Of course, if you change c[] to *c, it will segfault. But it still compiles successfully without warnings.
Laundering your pointer through an integer is evidently not necessary.
Fil-C capabilities have a read only bit of this purpose.
Interesting, so you really can enforce constness on references? Does that mean the above code will crash on Fil-C?
Did you compile with -Wcast-qual?
No, that does give a warning.
I'll preface this by saying my experience is with embedded, not kernel, but I can't imagine MMIO is significantly different.
There would still be ways to make it work with a more restricted intrinsic, if you didn't want to open up the ability for full pointer forging. At a high level, you're basically just saying "This struct exists at this constant physical address, and doesn't need initialisation". I could imagine a "#define UART zmmio_ptr(UART_Type, 0x1234)" - which perhaps requires a compile time constant address. Alternatively, it's not uncommon for embedded compilers to have a way to force a variable to a physical address, maybe you'd write something like "UART_Type UART __at(0x1234);". I believe this is technically already possible using sections, it's just a massive pain creating one section per struct for dozens and dozens.
Unfortunately the way existing code does it is pretty much always "#define UART ((UART_Type*)0x1234)". I feel like trying to identify this pattern is probably too risky a heuristic, so source code edits seem required to me.
I'm curious, what's your strategy for integrating the GC with low-level code? I've been thinking about trying to use it for Arduino development. Mostly as a thought experiment for now (as I'm playing with Rust on RP2040).
If it's userlevel code, then it just works.
It's a concurrent GC.
If I wanted to go to kernel, I'd probably get rid of the GC. I've tweeted about what Fil-C would look like without GC. Short version: use-after-free would not trap anymore, but you wouldn't be able to use it to break out of the capability system. Similar to CHERI without its capability GC.
Arduino is kinda both. You have full control over the execution flow, but then you have to actually exercise the full control over the execution flow. The only major wrinkle are the hardware interrupts.
One interesting feature is that there might be some synergy there. The GC safepoints can be used to implement cooperative multitasking, with capabilities making it safe.

Given problem:
Continue the Fil-C discussion above, starting after its last remark about GC safepoints and cooperative multitasking.

Provided material:

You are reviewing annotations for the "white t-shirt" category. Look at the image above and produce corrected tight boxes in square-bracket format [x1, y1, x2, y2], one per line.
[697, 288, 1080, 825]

Task output:
Check out this document to see how the Fil-C ports of Python and Perl and so on work:
https://github.com/mbrock/filnix/blob/main/ports/analysis.md
This is still within the userspace application realm but it's good to know that Fil-C does have explicit capability-preserving operations (`zxorptr`, `zretagptr`, etc) to do e.g. pointer tagging, and special support for mapping pointers to integer table indices and back (`zptrtable`, etc).
Yes, I think that's reasonable. I imagine you wouldn't have to extend Fil-C very much to sneak some memory-mapped I/O addresses into your program, but maybe having the garbage collector pause the program in the middle of an interrupt handler would have other bad effects. Like, if you were generating a video signal, you'd surely get display glitches.
Softbound + CETS was one of the old attempts I liked:
https://people.cs.rutgers.edu/~santosh.nagarakatte/softbound...
CCured was another:
https://people.eecs.berkeley.edu/~necula/Papers/ccured_popl0...
Good to see you back! I hope you're doing okay; I know you ran into some real trouble a couple of years ago.
No discussion, but just on the front page last week (31 points) https://news.ycombinator.com/item?id=45655519
Previous discussion:
2025 Safepoints and Fil-C (87 points, 1 month ago, 44 comments) https://news.ycombinator.com/item?id=45258029
2025 Fil's Unbelievable Garbage Collector (603 points, 2 months ago, 281 comments) https://news.ycombinator.com/item?id=45133938
2024 The Fil-C Manifesto: Garbage In, Memory Safety Out (13 points, 17 comments) https://news.ycombinator.com/item?id=39449500
Extraordinary project. I had several questions which I believe I have answered for myself (pizlonator please correct if wrong):
1. How do we prevent loading a bogus lower through misaligned store or load?
Answer: Misaligned pointer load/stores are trapped; this is simply not allowed.
2. How are pointer stores through a pointer implemented (e.g. `*(char **)p = s`) - does the runtime have to check if *p is "flight" or "heap" to know where to store the lower?
Answer: no. Flight (i.e. local) pointers whose address is taken are not literally implemented as two adjacent words; rather the call frame is allocated with the same object layout as a heap object. The flight pointer is its "intval" and its paired "lower" is at the same offset in the "aux" allocation (presumably also allocated as part of the frame?).
3. How are use-after-return errors prevented? Say I store a local pointer in a global variable and then return. Later, I call a new function which overwrites the original frame - can't I get a bogus `lower` this way?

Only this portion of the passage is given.